Alfabenin beşinci harfini bulmakta zorlanan bir üniversiteli
Metin Erksan'ın Altın Ayı ödüllü 'Susuz Yaz' filmi Kim Milyoner Olmak İster yarışmasında 1 milyon TL'lik soru olarak soruldu. Lakin katılımcı Duhan Başar Ahmetoğlu bilmediğini söyleyip yarışmadan çekildi. Oysa filmi Martin Scorsese bile biliyor.
Yıl 2008… Cannes Film Festivali’nde Metin Erksan’ın çektiği ‘Susuz Yaz’ın restore ettirilen kopyası gösteriliyor. Fatih Akın’ın aracılığı ile Martin Scorsese haberdar olmuş filmden. İzlemiş ve çok etkilenmiş. Bunun sonucunda başında bulunduğu World Cinema Project’in olanaklarıyla filmin kopyasının restore edilmesinin önü açılıyor.
···
Görev
Yukarıdaki "Susuz Yaz" metninde adı geçen bütün kişileri yazın.

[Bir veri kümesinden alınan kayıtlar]
···
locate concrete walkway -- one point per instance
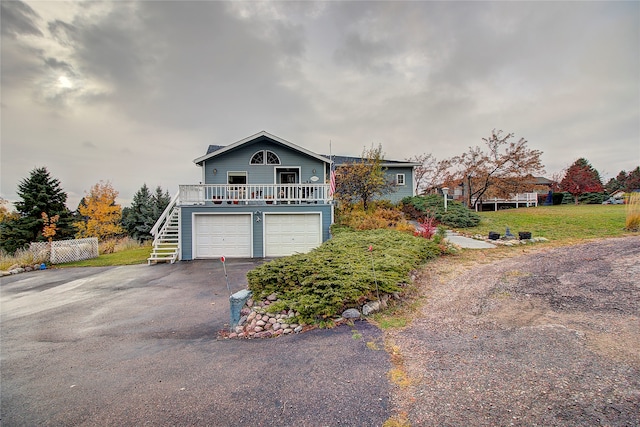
(466, 242)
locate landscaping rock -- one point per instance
(370, 307)
(351, 313)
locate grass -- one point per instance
(562, 223)
(129, 256)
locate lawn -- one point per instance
(565, 223)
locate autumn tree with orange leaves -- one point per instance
(101, 215)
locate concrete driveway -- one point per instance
(139, 345)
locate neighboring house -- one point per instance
(259, 197)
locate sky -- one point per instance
(132, 92)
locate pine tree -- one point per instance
(39, 193)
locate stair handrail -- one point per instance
(163, 217)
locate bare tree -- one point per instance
(431, 172)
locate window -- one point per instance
(237, 178)
(260, 157)
(272, 158)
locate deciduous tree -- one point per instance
(363, 180)
(429, 175)
(100, 213)
(503, 167)
(581, 178)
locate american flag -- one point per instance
(332, 179)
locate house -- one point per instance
(259, 197)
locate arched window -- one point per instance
(258, 158)
(265, 157)
(272, 158)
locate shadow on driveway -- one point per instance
(139, 344)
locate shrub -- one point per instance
(380, 216)
(632, 222)
(457, 215)
(338, 275)
(558, 198)
(592, 198)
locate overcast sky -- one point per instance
(132, 92)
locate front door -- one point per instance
(287, 177)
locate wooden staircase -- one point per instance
(167, 238)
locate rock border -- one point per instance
(509, 241)
(256, 322)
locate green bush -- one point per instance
(558, 198)
(567, 199)
(457, 215)
(339, 275)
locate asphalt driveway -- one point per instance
(139, 345)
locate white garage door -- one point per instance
(286, 234)
(222, 235)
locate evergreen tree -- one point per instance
(140, 217)
(581, 178)
(39, 193)
(633, 180)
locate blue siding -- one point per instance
(238, 161)
(186, 221)
(401, 191)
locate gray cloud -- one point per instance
(18, 18)
(165, 79)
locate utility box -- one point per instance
(237, 301)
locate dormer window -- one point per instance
(265, 157)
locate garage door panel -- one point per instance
(223, 235)
(286, 234)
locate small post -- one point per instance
(445, 191)
(373, 268)
(222, 259)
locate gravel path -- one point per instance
(549, 338)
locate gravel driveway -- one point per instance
(549, 338)
(139, 345)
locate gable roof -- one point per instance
(216, 150)
(344, 160)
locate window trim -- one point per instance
(254, 155)
(265, 158)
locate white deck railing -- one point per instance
(526, 199)
(264, 193)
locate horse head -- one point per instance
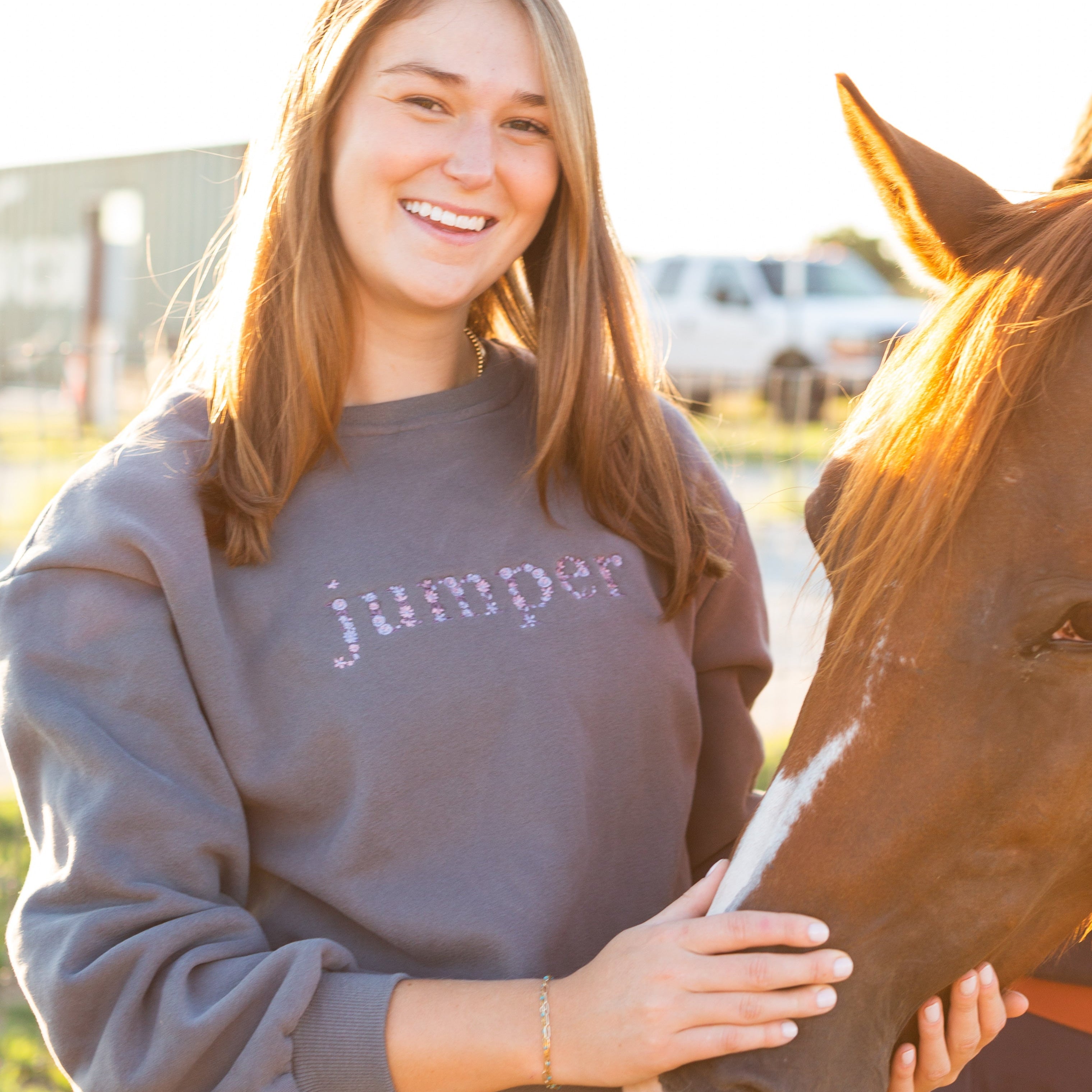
(935, 804)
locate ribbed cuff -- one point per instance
(340, 1044)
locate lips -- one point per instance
(448, 218)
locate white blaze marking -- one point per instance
(777, 815)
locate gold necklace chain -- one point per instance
(479, 349)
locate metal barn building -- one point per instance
(91, 255)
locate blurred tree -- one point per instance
(874, 253)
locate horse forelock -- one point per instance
(919, 442)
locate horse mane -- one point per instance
(1078, 167)
(921, 438)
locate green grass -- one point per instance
(26, 1065)
(742, 427)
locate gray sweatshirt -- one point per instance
(437, 735)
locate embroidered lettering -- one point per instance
(580, 571)
(349, 632)
(603, 564)
(482, 587)
(568, 570)
(544, 582)
(405, 611)
(433, 598)
(383, 626)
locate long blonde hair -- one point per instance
(272, 344)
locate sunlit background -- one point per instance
(720, 135)
(718, 119)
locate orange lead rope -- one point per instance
(1061, 1002)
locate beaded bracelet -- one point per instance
(544, 1015)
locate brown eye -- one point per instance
(1077, 628)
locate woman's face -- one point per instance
(443, 163)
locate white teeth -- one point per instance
(438, 215)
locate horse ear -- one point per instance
(1078, 167)
(936, 204)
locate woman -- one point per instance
(336, 732)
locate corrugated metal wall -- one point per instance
(45, 249)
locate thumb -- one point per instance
(697, 901)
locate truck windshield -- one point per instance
(846, 279)
(852, 277)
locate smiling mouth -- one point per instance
(445, 218)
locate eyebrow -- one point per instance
(455, 80)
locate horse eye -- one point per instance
(1077, 628)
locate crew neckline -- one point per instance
(495, 388)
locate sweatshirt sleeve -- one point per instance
(132, 936)
(732, 665)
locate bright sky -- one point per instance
(719, 121)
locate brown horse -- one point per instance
(935, 805)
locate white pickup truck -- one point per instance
(736, 324)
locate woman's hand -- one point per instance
(667, 993)
(977, 1014)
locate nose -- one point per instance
(472, 163)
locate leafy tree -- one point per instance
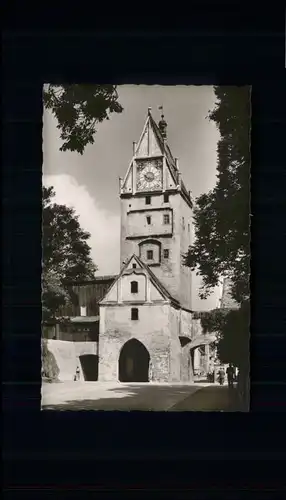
(222, 216)
(66, 254)
(222, 225)
(50, 369)
(78, 109)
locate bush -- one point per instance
(50, 369)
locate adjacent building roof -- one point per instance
(84, 319)
(154, 280)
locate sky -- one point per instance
(90, 182)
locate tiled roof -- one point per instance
(155, 281)
(165, 148)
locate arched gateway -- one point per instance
(134, 362)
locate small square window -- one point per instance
(134, 313)
(134, 286)
(166, 253)
(150, 254)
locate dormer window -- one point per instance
(166, 219)
(134, 286)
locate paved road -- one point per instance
(125, 397)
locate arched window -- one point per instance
(134, 286)
(134, 313)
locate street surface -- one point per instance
(135, 396)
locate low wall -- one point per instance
(67, 356)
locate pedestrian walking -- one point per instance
(230, 375)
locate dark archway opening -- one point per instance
(89, 365)
(134, 362)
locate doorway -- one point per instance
(89, 365)
(134, 362)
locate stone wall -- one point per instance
(67, 356)
(152, 329)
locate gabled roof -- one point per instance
(164, 147)
(154, 280)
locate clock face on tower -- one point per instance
(149, 175)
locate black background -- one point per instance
(69, 452)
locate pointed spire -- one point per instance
(163, 124)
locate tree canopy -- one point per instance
(66, 253)
(222, 225)
(222, 216)
(78, 109)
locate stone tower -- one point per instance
(156, 211)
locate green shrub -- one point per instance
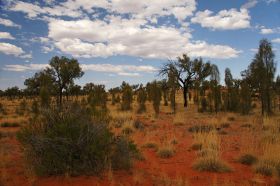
(265, 167)
(247, 159)
(231, 118)
(138, 125)
(196, 146)
(165, 152)
(150, 146)
(66, 141)
(201, 128)
(211, 164)
(8, 124)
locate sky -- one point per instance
(129, 40)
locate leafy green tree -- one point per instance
(156, 96)
(141, 99)
(261, 73)
(215, 88)
(187, 72)
(64, 71)
(127, 96)
(165, 89)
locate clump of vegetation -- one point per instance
(127, 96)
(128, 128)
(156, 96)
(138, 125)
(264, 167)
(201, 128)
(165, 152)
(247, 159)
(196, 146)
(141, 99)
(211, 164)
(151, 145)
(2, 109)
(22, 107)
(66, 141)
(231, 118)
(10, 124)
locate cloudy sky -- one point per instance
(116, 40)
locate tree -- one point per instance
(141, 99)
(127, 96)
(64, 71)
(12, 92)
(261, 73)
(229, 85)
(156, 96)
(187, 72)
(164, 88)
(215, 87)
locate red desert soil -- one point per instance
(153, 170)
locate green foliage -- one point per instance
(201, 128)
(66, 141)
(187, 72)
(127, 96)
(9, 124)
(165, 152)
(45, 97)
(35, 108)
(64, 71)
(261, 73)
(141, 99)
(211, 164)
(247, 159)
(156, 96)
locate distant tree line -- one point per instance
(199, 81)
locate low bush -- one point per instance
(165, 152)
(211, 164)
(8, 124)
(231, 118)
(150, 146)
(196, 146)
(201, 128)
(247, 159)
(265, 168)
(66, 141)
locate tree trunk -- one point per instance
(60, 97)
(185, 96)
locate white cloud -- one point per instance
(276, 40)
(203, 49)
(47, 49)
(8, 23)
(10, 49)
(224, 20)
(6, 35)
(122, 70)
(264, 30)
(22, 68)
(250, 4)
(128, 37)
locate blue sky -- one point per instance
(128, 40)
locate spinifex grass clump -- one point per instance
(66, 141)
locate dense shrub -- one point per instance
(141, 99)
(211, 164)
(66, 141)
(247, 159)
(201, 128)
(8, 124)
(165, 152)
(127, 96)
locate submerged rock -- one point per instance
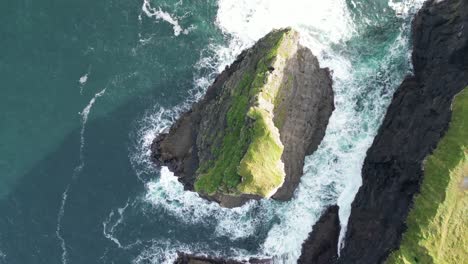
(417, 119)
(247, 138)
(321, 247)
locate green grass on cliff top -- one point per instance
(438, 223)
(247, 138)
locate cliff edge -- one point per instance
(247, 138)
(416, 121)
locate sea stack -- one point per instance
(248, 137)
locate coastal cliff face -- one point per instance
(247, 138)
(416, 121)
(321, 246)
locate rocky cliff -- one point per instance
(417, 119)
(247, 138)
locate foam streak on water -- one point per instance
(362, 89)
(159, 14)
(76, 171)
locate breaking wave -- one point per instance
(366, 71)
(76, 171)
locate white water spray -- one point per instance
(333, 173)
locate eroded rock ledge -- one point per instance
(194, 259)
(247, 138)
(417, 119)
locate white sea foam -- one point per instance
(159, 14)
(84, 119)
(114, 219)
(83, 79)
(77, 170)
(58, 229)
(332, 173)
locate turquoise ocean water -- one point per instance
(86, 85)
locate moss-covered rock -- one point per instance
(250, 133)
(438, 222)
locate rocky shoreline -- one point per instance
(248, 137)
(416, 120)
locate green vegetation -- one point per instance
(438, 223)
(249, 159)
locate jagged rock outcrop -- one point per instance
(193, 259)
(416, 120)
(247, 138)
(321, 246)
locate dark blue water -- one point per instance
(85, 85)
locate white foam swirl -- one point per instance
(158, 14)
(76, 171)
(333, 172)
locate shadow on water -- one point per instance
(29, 214)
(28, 219)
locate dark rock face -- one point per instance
(193, 259)
(301, 117)
(321, 247)
(415, 122)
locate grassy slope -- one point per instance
(438, 223)
(247, 151)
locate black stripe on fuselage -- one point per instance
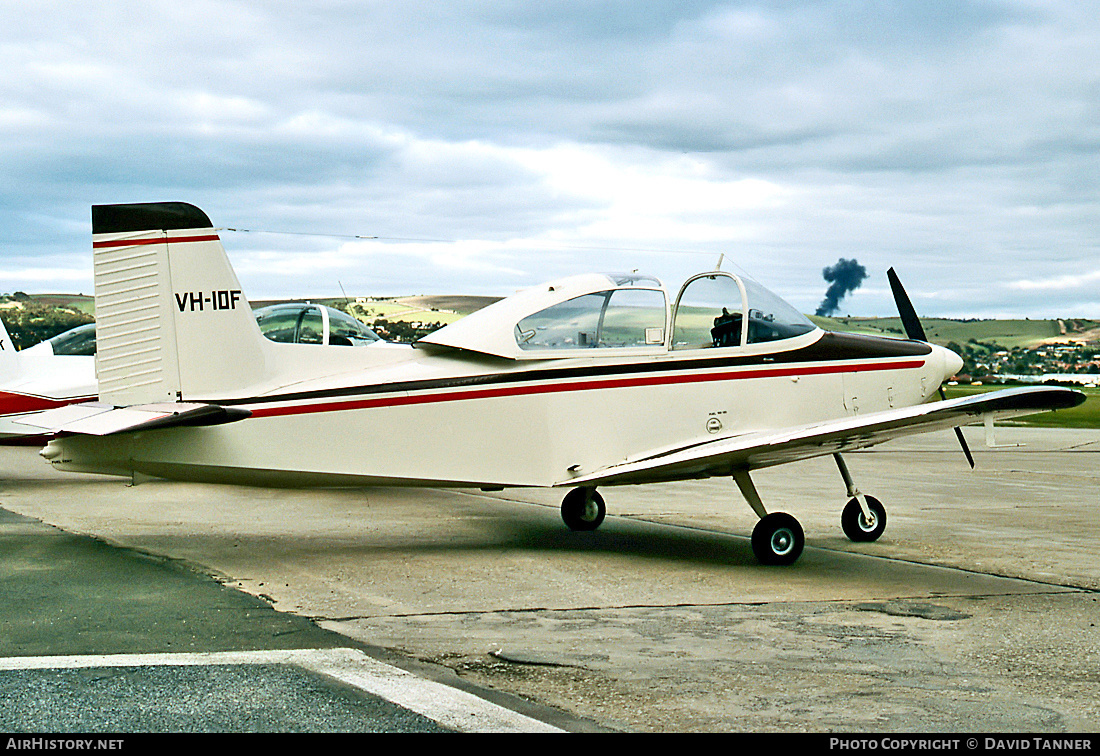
(829, 348)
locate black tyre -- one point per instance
(857, 526)
(778, 539)
(583, 510)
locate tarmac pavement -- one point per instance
(976, 612)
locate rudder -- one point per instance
(172, 320)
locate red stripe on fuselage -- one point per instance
(580, 385)
(19, 404)
(160, 240)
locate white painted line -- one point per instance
(450, 707)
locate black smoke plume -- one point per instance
(844, 277)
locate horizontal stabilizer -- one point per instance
(766, 448)
(105, 419)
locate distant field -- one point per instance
(1086, 415)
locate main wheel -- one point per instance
(778, 539)
(857, 526)
(583, 510)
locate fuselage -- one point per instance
(442, 416)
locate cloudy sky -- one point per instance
(492, 145)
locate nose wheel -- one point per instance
(860, 526)
(583, 510)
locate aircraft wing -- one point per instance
(767, 448)
(106, 419)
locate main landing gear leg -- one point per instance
(777, 538)
(864, 517)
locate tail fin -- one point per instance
(172, 320)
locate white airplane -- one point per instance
(585, 382)
(62, 371)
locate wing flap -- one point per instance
(105, 419)
(767, 448)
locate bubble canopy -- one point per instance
(625, 314)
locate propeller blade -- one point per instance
(905, 309)
(915, 331)
(958, 434)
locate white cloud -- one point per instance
(955, 141)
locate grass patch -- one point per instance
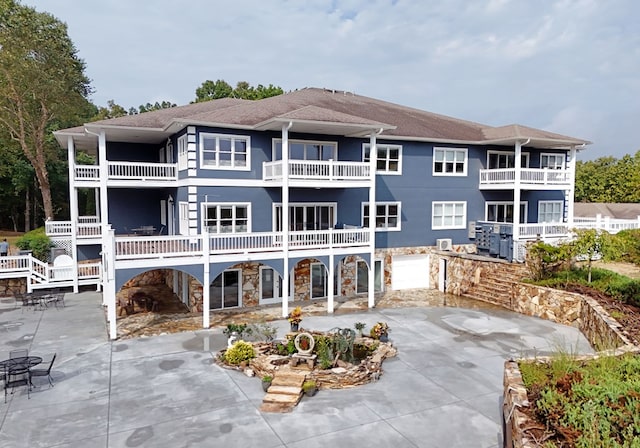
(593, 403)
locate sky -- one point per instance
(567, 66)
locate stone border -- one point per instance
(603, 333)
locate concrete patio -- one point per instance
(442, 390)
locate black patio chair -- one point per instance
(15, 378)
(20, 353)
(44, 371)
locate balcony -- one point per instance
(126, 172)
(530, 179)
(240, 245)
(304, 172)
(87, 227)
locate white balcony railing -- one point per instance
(142, 247)
(329, 170)
(143, 171)
(528, 176)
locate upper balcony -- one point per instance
(316, 173)
(128, 173)
(530, 179)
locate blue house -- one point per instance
(311, 195)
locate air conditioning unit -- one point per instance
(444, 244)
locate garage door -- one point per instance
(410, 271)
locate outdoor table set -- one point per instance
(19, 370)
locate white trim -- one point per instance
(524, 155)
(488, 203)
(275, 141)
(225, 205)
(445, 150)
(396, 228)
(233, 138)
(386, 147)
(558, 203)
(462, 225)
(555, 155)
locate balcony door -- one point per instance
(307, 217)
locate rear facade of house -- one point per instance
(311, 195)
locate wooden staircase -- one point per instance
(285, 391)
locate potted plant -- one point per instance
(266, 382)
(295, 317)
(380, 331)
(309, 388)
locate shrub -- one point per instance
(239, 352)
(37, 242)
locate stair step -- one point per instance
(284, 390)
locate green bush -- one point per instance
(239, 352)
(37, 242)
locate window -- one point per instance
(362, 277)
(388, 160)
(226, 218)
(552, 161)
(387, 215)
(503, 212)
(307, 150)
(183, 210)
(306, 217)
(183, 158)
(448, 215)
(503, 159)
(550, 211)
(222, 151)
(449, 162)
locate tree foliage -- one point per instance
(42, 86)
(608, 179)
(213, 90)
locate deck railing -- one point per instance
(528, 176)
(329, 170)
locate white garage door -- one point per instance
(410, 271)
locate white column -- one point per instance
(285, 217)
(516, 198)
(109, 290)
(572, 180)
(73, 209)
(330, 298)
(206, 280)
(373, 156)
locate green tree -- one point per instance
(42, 84)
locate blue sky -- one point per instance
(568, 66)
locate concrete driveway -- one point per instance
(442, 390)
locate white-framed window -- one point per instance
(388, 160)
(183, 157)
(224, 151)
(552, 161)
(306, 150)
(448, 215)
(226, 218)
(550, 211)
(306, 216)
(502, 211)
(506, 159)
(362, 276)
(387, 215)
(183, 212)
(449, 161)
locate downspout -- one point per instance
(285, 217)
(373, 155)
(517, 195)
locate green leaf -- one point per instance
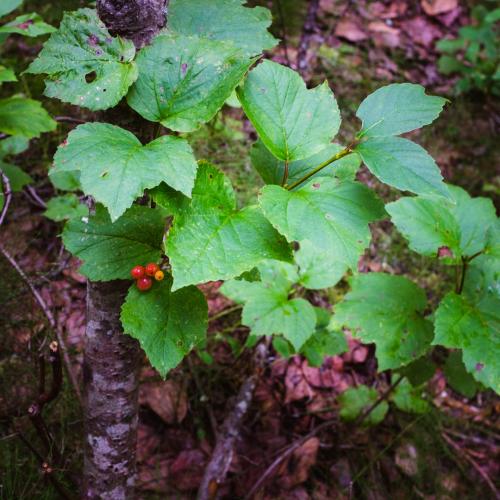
(26, 117)
(403, 164)
(8, 6)
(398, 108)
(13, 145)
(271, 169)
(17, 178)
(268, 310)
(408, 398)
(332, 215)
(116, 168)
(324, 342)
(293, 122)
(388, 311)
(457, 376)
(65, 207)
(431, 223)
(183, 81)
(167, 324)
(110, 250)
(474, 327)
(419, 371)
(223, 20)
(65, 181)
(212, 240)
(31, 25)
(357, 400)
(85, 65)
(7, 75)
(317, 268)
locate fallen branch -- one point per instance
(7, 192)
(218, 467)
(299, 442)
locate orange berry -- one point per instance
(144, 284)
(151, 269)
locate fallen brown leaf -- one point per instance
(350, 30)
(167, 399)
(436, 7)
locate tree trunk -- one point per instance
(110, 373)
(137, 20)
(111, 360)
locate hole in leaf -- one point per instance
(90, 77)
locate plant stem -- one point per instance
(347, 151)
(285, 174)
(7, 195)
(224, 312)
(460, 284)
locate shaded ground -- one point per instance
(357, 46)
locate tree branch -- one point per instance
(218, 467)
(137, 20)
(299, 442)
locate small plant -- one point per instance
(155, 201)
(21, 118)
(475, 54)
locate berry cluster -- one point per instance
(143, 275)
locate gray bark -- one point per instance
(112, 359)
(137, 20)
(110, 373)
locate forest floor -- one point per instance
(449, 452)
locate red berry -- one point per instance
(138, 272)
(151, 269)
(144, 284)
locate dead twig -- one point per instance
(36, 294)
(461, 453)
(325, 425)
(307, 33)
(45, 467)
(283, 31)
(218, 467)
···
Alıştırma cevabı
Metin Erksan, Duhan Başar Ahmetoğlu, Martin Scorsese, Fatih Akın